DOCUMENT TEXT:
Nutrient intakes were first summarized for each meal, and then per day, and were finally determined as the mean intake for all 4 days. A cutoff value was set for energy intake, and subjects reporting energy intake levels below 800 kcal/day or exceeding 4500 kcal/day were excluded to remove reports corresponding to an implausible habitual intake. No subjects exceeded these limits.

FSA-NPS diet index

The FSA-NPS (British Food Standards Agency Nutrient Profiling System) [27] score was calculated for all foods and beverages, as follows: points (0–10) are allocated for the content per 100 g in total sugars (g), saturated fatty acids (g), sodium (mg), and energy (kJ) and can be balanced by opposite points (0–5) allocated for dietary fiber (g), proteins (g), and fruits/vegetables/legumes/nuts (percent). The grids for point attribution were as described by Deschasaux et al. [28]. The FSA-NPS score for each food/beverage is based on a unique discrete-continuous scale ranging theoretically from − 15 (most healthy) to + 40 (least healthy). Besides, each food item was assigned to one of five groups: from A (high quality) to E (low quality) for a FSA-NPS score below 1, 2, 5, 9, and 40 for A, B, C, D and E, respectively, for drinks, and below 0, 3, 10, 18 and 40 for A, B, C, D and E, respectively, for all other foods. The overall diet index, FSA-NPS DI, was calculated as the energy-weighted mean of the FSA-NPS scores of all foods and beverages consumed, as described by Deschasaux et al. [28].

WORK REQUIRED:
Write out, word for word, the part of the diet index text starting at "Nutrient intakes were" and ending at "exceeded these limits.".

EXTRACTED ENTRIES:

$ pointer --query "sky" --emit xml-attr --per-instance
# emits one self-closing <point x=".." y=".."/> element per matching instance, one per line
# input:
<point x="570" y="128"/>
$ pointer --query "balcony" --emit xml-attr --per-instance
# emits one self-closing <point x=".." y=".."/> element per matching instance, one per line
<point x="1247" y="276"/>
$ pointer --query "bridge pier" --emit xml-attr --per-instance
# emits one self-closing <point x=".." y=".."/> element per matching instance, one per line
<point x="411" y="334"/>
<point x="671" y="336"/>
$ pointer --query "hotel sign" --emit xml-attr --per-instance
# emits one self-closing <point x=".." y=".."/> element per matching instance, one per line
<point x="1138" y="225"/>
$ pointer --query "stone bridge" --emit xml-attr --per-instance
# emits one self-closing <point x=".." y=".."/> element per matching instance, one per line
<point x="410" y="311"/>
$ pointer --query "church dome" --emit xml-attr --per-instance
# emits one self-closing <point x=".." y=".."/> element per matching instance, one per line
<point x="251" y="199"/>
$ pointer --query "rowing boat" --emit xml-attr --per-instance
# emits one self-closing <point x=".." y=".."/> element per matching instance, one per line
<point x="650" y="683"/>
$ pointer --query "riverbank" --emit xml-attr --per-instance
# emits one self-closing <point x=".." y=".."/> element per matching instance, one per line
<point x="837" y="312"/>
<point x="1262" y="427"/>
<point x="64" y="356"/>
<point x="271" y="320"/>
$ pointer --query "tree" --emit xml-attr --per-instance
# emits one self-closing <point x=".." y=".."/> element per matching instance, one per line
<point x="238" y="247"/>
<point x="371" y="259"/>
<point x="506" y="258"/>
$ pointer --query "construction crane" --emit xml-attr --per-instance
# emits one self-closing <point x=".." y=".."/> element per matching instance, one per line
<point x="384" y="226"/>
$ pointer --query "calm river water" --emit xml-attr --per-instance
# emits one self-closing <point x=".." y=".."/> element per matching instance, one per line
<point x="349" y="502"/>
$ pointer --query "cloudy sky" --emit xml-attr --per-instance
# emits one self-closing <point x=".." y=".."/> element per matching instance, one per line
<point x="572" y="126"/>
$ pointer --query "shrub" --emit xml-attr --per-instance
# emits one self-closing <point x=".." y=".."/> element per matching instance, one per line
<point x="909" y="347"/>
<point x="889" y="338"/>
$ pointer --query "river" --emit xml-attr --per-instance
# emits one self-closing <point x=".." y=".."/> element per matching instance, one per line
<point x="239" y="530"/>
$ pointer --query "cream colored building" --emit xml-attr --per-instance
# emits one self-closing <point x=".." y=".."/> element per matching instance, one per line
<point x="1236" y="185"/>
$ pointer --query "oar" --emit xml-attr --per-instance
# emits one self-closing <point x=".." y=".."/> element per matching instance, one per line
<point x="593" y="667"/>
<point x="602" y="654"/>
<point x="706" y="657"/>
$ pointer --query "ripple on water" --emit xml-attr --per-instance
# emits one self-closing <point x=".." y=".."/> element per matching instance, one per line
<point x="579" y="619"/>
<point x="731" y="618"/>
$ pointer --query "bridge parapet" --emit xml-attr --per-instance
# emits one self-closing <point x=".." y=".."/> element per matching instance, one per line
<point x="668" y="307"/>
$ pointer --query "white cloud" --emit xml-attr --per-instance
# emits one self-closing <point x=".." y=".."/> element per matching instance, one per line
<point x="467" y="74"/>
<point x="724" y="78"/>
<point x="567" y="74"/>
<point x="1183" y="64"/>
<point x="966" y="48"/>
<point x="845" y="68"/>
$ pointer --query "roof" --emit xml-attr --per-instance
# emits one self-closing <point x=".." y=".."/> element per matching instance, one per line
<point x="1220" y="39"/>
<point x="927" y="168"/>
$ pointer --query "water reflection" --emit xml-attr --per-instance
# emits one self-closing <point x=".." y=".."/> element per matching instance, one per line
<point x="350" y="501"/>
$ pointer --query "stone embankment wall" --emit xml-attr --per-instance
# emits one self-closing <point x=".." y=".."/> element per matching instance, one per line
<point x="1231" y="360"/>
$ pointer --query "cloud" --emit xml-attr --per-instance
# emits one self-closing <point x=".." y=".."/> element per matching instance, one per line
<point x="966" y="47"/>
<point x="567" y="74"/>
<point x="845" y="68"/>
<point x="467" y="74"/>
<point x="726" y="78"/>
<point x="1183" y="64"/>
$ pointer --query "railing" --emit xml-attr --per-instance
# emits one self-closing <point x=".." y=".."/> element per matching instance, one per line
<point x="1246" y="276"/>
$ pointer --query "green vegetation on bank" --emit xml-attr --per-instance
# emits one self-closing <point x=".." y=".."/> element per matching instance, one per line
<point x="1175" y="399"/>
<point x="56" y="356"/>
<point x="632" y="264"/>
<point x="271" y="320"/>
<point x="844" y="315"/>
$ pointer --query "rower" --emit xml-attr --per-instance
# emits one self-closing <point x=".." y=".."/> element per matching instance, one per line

ANSWER TO THIS TASK:
Nutrient intakes were first summarized for each meal, and then per day, and were finally determined as the mean intake for all 4 days. A cutoff value was set for energy intake, and subjects reporting energy intake levels below 800 kcal/day or exceeding 4500 kcal/day were excluded to remove reports corresponding to an implausible habitual intake. No subjects exceeded these limits.